» Document segment
— start —

Guy Leibovitz of the Aliyah Foundation has partnered with local volunteers to bring daily shipments of hot, ready-made meals from the Asif Culinary Institute, which prepares nearly 900 meals a day, as Breitbart News reported on Sunday. He drops them off at various apartment buildings in Ashkelon, one of the cities that has been hit hardest by rocket fire.
There, many elderly and disabled people have stayed in their homes because of the difficulty of moving. Some have barely left the reinforced “safe rooms” in their apartments since the war began, because they cannot move quickly enough to reach bomb shelters underground in the 30 seconds or so before the impact of rockets that may have evaded the Iron Dome missile system. They cannot shop for groceries, nor can they even walk to the kitchen to prepare meals.
Guy and the Aliyah Foundation are their lifeline. “One of the people Aliyah Foundation helps is a double amputee,” Abramazon explains. “It’s very moving to know these people have a warm meal.”
Some of those who receive meals every day through the Aliyah Foundation are Holocaust survivors. Guy explains that he is focused on the elderly and disabled because they are often neglected in the rush to donate items to soldiers who are at the front.
The Aliyah Foundation typically devotes its energies to helping visiting Christian groups understand the deep Jewish roots of Israel. But it is focused today on helping Israelis — and 100% of funds donated to its website will go directly to Israeli relief efforts.
Inside Tutai’s living room, there are tables piled high with of donated goods — and not just for the elderly. A pyramid of baby formula is stacked on one table, and Tutai shows me a “special operations” package for a local woman who has just given birth and has no supplies of her own: a car seat, piled with several days’ worth of baby products, shrink-wrapped to hold everything together.

— end —

» Supplied information

— start —

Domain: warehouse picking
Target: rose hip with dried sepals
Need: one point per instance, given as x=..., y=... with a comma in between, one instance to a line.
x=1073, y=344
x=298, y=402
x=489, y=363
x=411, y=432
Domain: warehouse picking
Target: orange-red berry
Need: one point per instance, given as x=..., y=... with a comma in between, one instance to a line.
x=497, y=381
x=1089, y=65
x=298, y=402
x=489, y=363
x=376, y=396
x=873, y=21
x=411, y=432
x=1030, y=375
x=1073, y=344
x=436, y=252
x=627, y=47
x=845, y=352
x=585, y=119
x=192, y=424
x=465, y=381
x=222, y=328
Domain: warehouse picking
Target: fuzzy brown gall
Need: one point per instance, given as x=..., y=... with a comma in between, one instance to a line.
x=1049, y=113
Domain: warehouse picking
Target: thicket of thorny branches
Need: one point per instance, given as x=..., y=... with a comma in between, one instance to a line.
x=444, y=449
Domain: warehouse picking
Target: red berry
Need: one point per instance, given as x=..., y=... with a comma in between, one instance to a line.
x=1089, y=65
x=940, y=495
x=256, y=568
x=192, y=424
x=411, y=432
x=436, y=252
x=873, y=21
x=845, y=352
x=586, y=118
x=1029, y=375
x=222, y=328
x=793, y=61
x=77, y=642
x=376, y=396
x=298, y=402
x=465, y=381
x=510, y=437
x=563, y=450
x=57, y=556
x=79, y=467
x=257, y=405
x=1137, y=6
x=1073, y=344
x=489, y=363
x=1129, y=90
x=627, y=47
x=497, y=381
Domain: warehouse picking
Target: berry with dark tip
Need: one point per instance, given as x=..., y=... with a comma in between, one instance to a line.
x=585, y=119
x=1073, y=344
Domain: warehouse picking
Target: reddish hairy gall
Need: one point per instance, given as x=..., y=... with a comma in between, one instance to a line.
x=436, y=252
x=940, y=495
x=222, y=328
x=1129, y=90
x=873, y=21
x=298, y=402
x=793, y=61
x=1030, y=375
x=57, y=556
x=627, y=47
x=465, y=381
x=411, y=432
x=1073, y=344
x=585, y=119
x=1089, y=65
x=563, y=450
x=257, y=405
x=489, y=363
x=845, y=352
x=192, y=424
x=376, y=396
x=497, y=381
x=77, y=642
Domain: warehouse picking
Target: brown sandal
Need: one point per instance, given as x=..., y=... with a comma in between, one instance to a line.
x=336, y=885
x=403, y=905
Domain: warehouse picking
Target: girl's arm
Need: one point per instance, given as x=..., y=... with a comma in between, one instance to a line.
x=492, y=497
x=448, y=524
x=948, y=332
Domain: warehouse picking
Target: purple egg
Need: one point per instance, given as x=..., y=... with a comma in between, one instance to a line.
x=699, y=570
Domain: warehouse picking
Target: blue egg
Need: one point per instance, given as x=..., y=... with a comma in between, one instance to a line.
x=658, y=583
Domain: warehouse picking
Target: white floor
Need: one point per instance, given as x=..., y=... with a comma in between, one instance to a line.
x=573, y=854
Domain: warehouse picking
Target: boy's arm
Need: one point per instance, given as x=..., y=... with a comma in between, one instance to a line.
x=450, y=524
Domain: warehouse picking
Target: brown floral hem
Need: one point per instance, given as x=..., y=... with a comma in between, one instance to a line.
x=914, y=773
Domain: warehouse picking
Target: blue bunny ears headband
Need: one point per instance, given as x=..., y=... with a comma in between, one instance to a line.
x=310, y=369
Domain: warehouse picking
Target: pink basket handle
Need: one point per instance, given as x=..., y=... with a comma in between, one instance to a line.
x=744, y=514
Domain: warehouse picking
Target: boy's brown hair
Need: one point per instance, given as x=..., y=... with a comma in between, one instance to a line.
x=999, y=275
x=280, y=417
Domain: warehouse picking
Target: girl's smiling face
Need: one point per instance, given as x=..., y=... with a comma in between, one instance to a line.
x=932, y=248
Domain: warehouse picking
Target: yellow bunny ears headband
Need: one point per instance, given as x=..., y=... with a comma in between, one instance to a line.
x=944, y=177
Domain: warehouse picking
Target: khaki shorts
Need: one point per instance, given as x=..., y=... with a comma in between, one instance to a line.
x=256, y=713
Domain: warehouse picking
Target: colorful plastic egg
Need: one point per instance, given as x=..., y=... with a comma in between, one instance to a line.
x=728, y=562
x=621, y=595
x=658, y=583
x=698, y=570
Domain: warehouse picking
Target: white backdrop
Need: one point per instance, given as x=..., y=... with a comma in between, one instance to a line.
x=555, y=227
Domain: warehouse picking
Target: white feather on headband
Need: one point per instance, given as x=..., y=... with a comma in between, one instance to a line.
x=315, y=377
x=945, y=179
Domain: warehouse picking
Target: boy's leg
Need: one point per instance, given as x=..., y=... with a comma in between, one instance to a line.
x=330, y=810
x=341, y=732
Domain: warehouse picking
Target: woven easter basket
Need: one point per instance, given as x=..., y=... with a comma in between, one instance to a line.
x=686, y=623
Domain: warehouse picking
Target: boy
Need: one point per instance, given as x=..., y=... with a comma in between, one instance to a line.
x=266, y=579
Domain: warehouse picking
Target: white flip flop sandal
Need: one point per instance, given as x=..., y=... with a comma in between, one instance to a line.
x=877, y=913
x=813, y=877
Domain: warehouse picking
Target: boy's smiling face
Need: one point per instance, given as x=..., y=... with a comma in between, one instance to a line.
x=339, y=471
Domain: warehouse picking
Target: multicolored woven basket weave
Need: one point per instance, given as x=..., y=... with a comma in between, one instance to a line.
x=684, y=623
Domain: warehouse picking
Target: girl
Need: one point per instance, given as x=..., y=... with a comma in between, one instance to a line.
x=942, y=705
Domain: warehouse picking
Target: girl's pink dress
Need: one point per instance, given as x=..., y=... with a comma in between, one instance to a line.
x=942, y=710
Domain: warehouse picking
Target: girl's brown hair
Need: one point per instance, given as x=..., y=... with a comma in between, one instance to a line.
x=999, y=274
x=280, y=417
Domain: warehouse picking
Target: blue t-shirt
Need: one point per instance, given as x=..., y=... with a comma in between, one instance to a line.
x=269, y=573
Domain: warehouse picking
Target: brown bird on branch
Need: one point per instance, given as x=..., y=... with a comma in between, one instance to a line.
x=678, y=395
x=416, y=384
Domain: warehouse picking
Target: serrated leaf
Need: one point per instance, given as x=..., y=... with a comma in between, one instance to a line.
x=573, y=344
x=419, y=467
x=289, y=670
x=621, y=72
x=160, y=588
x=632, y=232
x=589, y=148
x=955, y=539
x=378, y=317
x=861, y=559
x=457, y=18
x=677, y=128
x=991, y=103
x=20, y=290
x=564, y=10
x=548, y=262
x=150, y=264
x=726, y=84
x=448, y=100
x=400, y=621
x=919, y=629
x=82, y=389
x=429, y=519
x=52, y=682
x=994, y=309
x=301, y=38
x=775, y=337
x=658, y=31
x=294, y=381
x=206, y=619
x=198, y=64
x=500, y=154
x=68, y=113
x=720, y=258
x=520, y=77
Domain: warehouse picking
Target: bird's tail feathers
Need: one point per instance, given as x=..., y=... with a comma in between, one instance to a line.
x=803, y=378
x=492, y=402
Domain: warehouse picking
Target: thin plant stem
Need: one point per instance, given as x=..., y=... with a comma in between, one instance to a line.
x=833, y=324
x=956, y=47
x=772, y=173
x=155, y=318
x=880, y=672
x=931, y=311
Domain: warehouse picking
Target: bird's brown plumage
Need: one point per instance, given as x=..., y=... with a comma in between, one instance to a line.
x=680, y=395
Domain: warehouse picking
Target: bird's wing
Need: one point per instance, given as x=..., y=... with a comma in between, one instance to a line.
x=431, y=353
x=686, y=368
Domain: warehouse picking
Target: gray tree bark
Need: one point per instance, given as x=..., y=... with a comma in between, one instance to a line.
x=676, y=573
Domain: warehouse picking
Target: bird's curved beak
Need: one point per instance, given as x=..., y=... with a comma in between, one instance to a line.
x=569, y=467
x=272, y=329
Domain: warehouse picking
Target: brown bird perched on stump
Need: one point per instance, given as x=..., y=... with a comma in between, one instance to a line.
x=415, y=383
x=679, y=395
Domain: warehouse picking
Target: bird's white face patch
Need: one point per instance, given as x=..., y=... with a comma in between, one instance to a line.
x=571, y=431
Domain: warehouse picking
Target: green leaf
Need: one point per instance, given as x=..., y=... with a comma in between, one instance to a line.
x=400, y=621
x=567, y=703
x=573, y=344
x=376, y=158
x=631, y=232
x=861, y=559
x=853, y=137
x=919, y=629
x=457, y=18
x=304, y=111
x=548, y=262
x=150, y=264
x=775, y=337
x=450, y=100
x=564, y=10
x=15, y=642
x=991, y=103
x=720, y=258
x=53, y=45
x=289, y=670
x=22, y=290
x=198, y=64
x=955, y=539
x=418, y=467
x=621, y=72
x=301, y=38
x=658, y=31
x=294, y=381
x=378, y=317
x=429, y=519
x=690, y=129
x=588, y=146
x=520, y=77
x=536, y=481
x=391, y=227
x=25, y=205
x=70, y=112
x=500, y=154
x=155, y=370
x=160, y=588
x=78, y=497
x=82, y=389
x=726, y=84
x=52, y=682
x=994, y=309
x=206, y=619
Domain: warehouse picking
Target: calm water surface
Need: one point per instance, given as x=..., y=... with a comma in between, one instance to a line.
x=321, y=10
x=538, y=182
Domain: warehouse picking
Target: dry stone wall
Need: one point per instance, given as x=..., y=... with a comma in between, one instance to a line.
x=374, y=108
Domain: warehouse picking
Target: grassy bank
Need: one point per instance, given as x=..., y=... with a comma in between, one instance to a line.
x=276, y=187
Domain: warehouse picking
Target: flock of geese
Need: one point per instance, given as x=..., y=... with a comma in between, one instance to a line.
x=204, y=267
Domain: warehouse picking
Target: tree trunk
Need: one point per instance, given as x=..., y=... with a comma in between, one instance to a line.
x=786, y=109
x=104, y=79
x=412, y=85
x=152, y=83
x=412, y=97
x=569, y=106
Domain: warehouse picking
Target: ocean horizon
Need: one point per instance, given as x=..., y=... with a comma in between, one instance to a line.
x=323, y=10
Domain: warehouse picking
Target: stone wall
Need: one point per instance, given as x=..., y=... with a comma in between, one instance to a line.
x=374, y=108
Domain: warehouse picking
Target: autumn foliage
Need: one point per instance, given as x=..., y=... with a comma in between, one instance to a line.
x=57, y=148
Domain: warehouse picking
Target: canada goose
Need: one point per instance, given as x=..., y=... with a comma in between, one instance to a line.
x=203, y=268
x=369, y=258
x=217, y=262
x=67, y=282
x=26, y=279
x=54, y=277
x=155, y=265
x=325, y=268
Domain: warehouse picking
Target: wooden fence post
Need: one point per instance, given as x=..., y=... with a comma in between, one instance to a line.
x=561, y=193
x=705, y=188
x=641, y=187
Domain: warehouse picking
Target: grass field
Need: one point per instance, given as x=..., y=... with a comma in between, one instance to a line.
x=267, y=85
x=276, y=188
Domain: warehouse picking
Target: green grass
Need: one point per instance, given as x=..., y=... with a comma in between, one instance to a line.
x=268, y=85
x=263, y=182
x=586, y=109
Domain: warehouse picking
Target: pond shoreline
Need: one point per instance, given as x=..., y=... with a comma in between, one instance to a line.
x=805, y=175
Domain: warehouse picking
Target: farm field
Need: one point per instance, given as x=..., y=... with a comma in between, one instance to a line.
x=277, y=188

— end —

» Short task
Retype the whole article about the Aliyah Foundation's meal deliveries in Ashkelon, shown above, word for word.

» Finished answer
Guy Leibovitz of the Aliyah Foundation has partnered with local volunteers to bring daily shipments of hot, ready-made meals from the Asif Culinary Institute, which prepares nearly 900 meals a day, as Breitbart News reported on Sunday. He drops them off at various apartment buildings in Ashkelon, one of the cities that has been hit hardest by rocket fire.
There, many elderly and disabled people have stayed in their homes because of the difficulty of moving. Some have barely left the reinforced “safe rooms” in their apartments since the war began, because they cannot move quickly enough to reach bomb shelters underground in the 30 seconds or so before the impact of rockets that may have evaded the Iron Dome missile system. They cannot shop for groceries, nor can they even walk to the kitchen to prepare meals.
Guy and the Aliyah Foundation are their lifeline. “One of the people Aliyah Foundation helps is a double amputee,” Abramazon explains. “It’s very moving to know these people have a warm meal.”
Some of those who receive meals every day through the Aliyah Foundation are Holocaust survivors. Guy explains that he is focused on the elderly and disabled because they are often neglected in the rush to donate items to soldiers who are at the front.
The Aliyah Foundation typically devotes its energies to helping visiting Christian groups understand the deep Jewish roots of Israel. But it is focused today on helping Israelis — and 100% of funds donated to its website will go directly to Israeli relief efforts.
Inside Tutai’s living room, there are tables piled high with of donated goods — and not just for the elderly. A pyramid of baby formula is stacked on one table, and Tutai shows me a “special operations” package for a local woman who has just given birth and has no supplies of her own: a car seat, piled with several days’ worth of baby products, shrink-wrapped to hold everything together.